(Records drawn from a dataset)
★ ★ ★ ★ ★

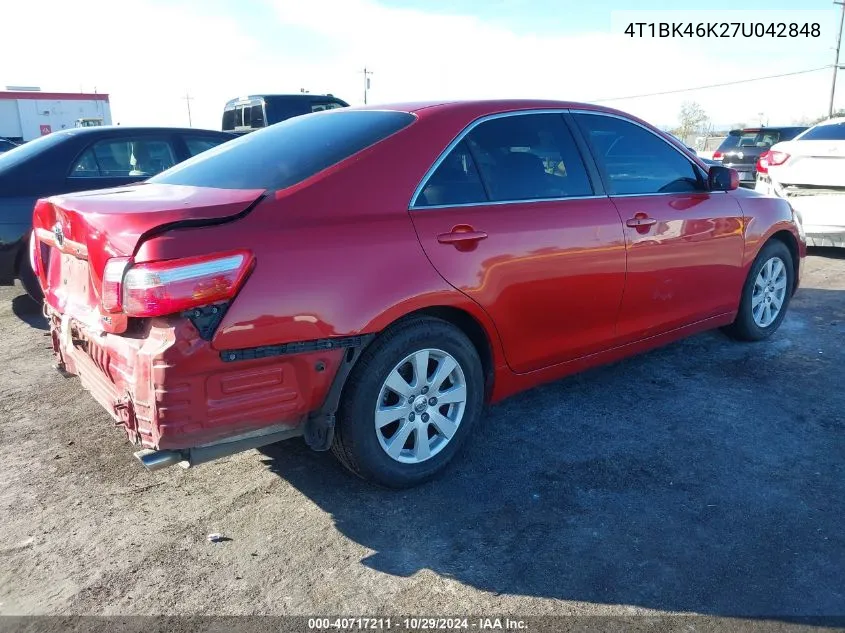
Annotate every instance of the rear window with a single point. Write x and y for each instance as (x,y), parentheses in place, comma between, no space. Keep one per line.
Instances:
(26,151)
(287,153)
(764,138)
(829,132)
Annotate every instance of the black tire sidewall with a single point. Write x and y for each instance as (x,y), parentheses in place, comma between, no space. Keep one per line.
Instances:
(745,318)
(357,431)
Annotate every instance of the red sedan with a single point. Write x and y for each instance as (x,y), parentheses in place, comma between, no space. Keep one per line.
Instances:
(370,278)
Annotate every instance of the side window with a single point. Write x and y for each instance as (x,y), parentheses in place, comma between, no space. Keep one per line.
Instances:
(529,157)
(199,144)
(329,105)
(636,161)
(256,115)
(456,181)
(124,158)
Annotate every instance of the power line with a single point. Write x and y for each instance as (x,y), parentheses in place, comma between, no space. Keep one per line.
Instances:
(727,83)
(188,98)
(836,63)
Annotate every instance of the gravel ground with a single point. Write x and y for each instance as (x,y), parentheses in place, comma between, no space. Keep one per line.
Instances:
(705,477)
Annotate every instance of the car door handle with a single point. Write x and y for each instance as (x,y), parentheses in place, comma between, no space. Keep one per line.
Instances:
(461,237)
(640,221)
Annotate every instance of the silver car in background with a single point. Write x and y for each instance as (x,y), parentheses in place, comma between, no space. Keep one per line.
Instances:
(809,171)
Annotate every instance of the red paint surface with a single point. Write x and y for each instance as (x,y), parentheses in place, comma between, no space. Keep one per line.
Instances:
(556,286)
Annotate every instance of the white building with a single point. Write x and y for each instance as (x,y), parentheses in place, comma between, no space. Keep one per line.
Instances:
(28,114)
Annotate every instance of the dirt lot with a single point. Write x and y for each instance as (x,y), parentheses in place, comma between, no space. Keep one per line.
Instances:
(705,477)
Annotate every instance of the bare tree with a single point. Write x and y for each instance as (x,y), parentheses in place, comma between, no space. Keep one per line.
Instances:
(692,119)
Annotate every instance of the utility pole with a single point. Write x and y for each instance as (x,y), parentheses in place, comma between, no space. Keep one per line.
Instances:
(836,63)
(367,74)
(188,99)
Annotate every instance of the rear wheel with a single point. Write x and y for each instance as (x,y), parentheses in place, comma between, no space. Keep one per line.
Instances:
(410,403)
(766,294)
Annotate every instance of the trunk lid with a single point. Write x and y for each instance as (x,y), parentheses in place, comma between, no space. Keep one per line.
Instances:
(814,163)
(76,234)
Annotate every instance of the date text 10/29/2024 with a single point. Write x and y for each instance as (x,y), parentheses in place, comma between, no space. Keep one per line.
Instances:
(416,624)
(723,29)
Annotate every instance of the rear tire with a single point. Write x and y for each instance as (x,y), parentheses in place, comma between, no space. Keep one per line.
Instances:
(765,295)
(400,440)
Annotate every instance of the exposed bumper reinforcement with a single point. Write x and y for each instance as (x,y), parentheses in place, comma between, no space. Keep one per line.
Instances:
(156,460)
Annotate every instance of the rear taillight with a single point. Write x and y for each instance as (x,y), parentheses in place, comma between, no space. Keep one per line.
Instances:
(776,158)
(172,286)
(110,296)
(34,260)
(762,165)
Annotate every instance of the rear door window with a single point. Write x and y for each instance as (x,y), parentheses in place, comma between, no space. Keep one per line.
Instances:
(529,157)
(282,155)
(635,161)
(455,181)
(830,132)
(121,158)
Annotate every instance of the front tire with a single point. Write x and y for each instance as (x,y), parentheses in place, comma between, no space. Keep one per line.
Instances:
(409,404)
(765,295)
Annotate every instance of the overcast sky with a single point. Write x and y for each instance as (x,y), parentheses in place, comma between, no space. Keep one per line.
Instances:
(147,53)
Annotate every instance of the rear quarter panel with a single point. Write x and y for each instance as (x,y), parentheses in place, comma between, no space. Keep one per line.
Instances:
(336,255)
(764,217)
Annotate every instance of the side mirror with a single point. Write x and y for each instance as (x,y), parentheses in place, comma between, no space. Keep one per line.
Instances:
(722,178)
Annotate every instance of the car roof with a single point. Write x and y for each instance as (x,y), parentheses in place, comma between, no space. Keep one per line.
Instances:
(109,129)
(296,95)
(837,120)
(766,128)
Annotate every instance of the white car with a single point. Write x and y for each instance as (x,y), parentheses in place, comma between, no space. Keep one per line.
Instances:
(809,171)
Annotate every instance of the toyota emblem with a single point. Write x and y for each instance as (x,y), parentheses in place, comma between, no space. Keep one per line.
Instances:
(59,234)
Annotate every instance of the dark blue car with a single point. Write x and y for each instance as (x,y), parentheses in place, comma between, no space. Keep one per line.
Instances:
(77,160)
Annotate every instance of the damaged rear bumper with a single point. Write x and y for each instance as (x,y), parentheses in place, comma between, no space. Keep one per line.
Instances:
(180,402)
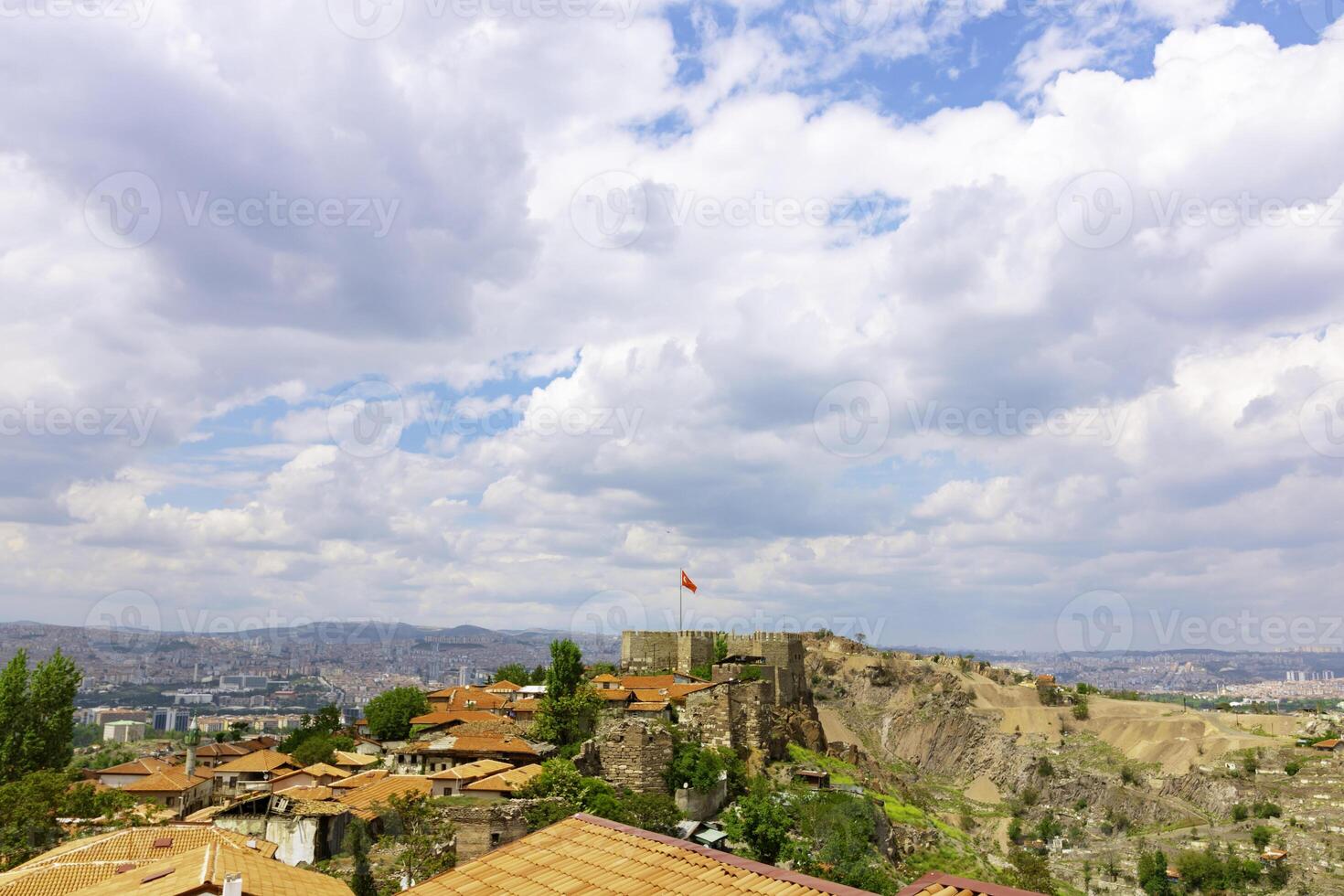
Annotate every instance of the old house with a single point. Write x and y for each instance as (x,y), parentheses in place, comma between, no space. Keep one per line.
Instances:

★ ★ ★ ★ ★

Task brief: Your copy should hold all the data word for word. It should hold no pictures.

Written answer:
Annotate every instance of the rear window with a single point. Write x and y for each instance as (x,y), parentheses in place, comma between, no space. Keep one per line.
Instances:
(26,151)
(287,153)
(764,138)
(829,132)
Annotate every instance of the black tire sidewall with a single point. Write x and y for each instance as (x,y), parentheses in place, comma between, no space. Keep one per line.
Instances:
(745,318)
(357,431)
Annotate every instance of the red sedan with a single point. Write x and y for each instance as (x,y), parentheses in place, comma between, no space. Keep one per line.
Instances:
(370,278)
Annotate every instance of the side window with a single point. Write x and y for each instance as (x,y), parentheses in place, comma between, no space. Keep one per line.
Instances:
(529,157)
(199,144)
(329,105)
(636,161)
(256,115)
(456,181)
(124,158)
Annotate every instance of the power line with a single point. Write x and y for each instance as (x,y), parentheses in place, comma between, no space. Keep one per line.
Instances:
(727,83)
(188,98)
(836,63)
Annotate every instance of the gravel ground with a single point. Write x and y for each instance as (x,y), parentheses in place, comma between, no space. Keep one per line.
Instances:
(705,477)
Annotate every instance of the car door handle with a single point. Write x and y for each instance as (x,y), parentheses in place, comma between, no space. Keep one per line.
Instances:
(461,237)
(640,221)
Annotate every instance of the silver car in background with a single point. Write x and y for each instance as (x,y), parentheses in place, comma between, no space. Keep one per line.
Instances:
(809,171)
Annotate every instance of the red paint surface with a single point. Write x and y for each instance as (x,y), parentheses in place, comma between, no space. Keep one per line.
Instances:
(556,286)
Annotate every instance of the white building with a single point. Write x and y for each instance as (x,y), parentheses in place, comma between, no space. Keep one per line.
Instances:
(28,114)
Annotate every instance of the dirt lot with a single point. Write x and y for each instance as (x,y), parentheses in place, comma between, no space. Keep one per line.
Instances:
(705,477)
Annotate every instance of the bare tree with a single point. Write x and y for each instance as (x,y), parentheses in place, comma between, no space. Keep one per line.
Instances:
(692,119)
Annotate every instance of the utility pole with a single point. Write x and y for each instance as (x,y), parentheses in place, comma between, no space. Keep one per line.
Instances:
(836,63)
(367,74)
(188,99)
Annotate every instance of the rear wheel with a single point. Write x and y for each instance as (x,y), parentheses in place, comma between, no space. Keep one per line.
Instances:
(410,403)
(766,294)
Annotate every instance of the trunk lid with a single point. Write x and y for each instance as (x,y), parentheses in place, comma between, no space. Keep one per line.
Instances:
(814,163)
(76,234)
Annotate every instance of the date text 10/29/2024 with a single point. Write x and y for each instance as (x,y), parentheses in place, comma between, no space. Keep one per line.
Instances:
(416,624)
(723,29)
Annotate every instance of the rear tire with a single point. Write x and y for each instance as (x,y), parentheses in place, comma between, no space. Keep one per line.
Instances:
(765,295)
(400,440)
Annotate every instance of the exposed bumper reinforcement with a single point. Write x and y for each instance as (x,y), parentheses in place, comma between, no space. Keep one per line.
Instances:
(156,460)
Annotate every instance of the rear taillight with a single point. Write x and y for each instance as (x,y), parentheses in place, comma between, no space. Keep one per line.
Instances:
(776,158)
(172,286)
(110,296)
(34,260)
(762,165)
Annotate every instance of the rear door window with a single point. Write x and y for each instance as (x,y), parentheses in place, comma between, no space. Keep one per line.
Instances:
(529,157)
(282,155)
(635,161)
(455,181)
(830,132)
(121,158)
Annotate every instance of the front tire with a single point. Write x and y for each instance as (x,y), parentheses in place, comma between, no space. Keep one per line.
Instances:
(409,404)
(765,295)
Annotate every instance of the overcast sky with a single point. Write x and y for each instance as (x,y), parentheses in place, comma between, no space. Keep one per line.
Instances:
(147,53)
Annotate every instance of the rear quarter panel with a single point. Write x and y for each instance as (x,y), parentheses in place, comma between, no space. Keep one per line.
Instances:
(336,255)
(764,217)
Annotate every instance of the side mirror with a single point. Write x and y for each instance as (x,y), parentheses in place, comma between, no space. Keep one per line.
Instances:
(722,178)
Annotate every instance of the car roof with a single point. Write x and y for each instance as (x,y), parentheses in place, comma between, no space. Keep one per line.
Instances:
(109,129)
(296,95)
(837,120)
(766,128)
Annotate every instance of the white car with a single point. Write x and y for each instance as (x,y), parentheses in place, comma between, no space. Keep one per line.
Instances:
(809,171)
Annotate every instance of the toyota emblem with a single point. Write x and y for each instance as (x,y), parentheses in place, comma between, no space. Keep one per line.
Instances:
(59,234)
Annotate every instance of the dark blue car with a single point. Write x and y for each instance as (x,y), parentheses in place, comma between, no space. Keep one per line.
Instances:
(77,160)
Annotate every instance of the damaged rear bumper with a single point. Write x and y for each instance as (x,y), parentheses in place, comma between, no space. Keep one per line.
Instances:
(180,402)
Annotate every instance of the old house with a single point. Write x and y for each instance as (x,y), parentheses in place, comma between, no space. Keep one per line.
Instances:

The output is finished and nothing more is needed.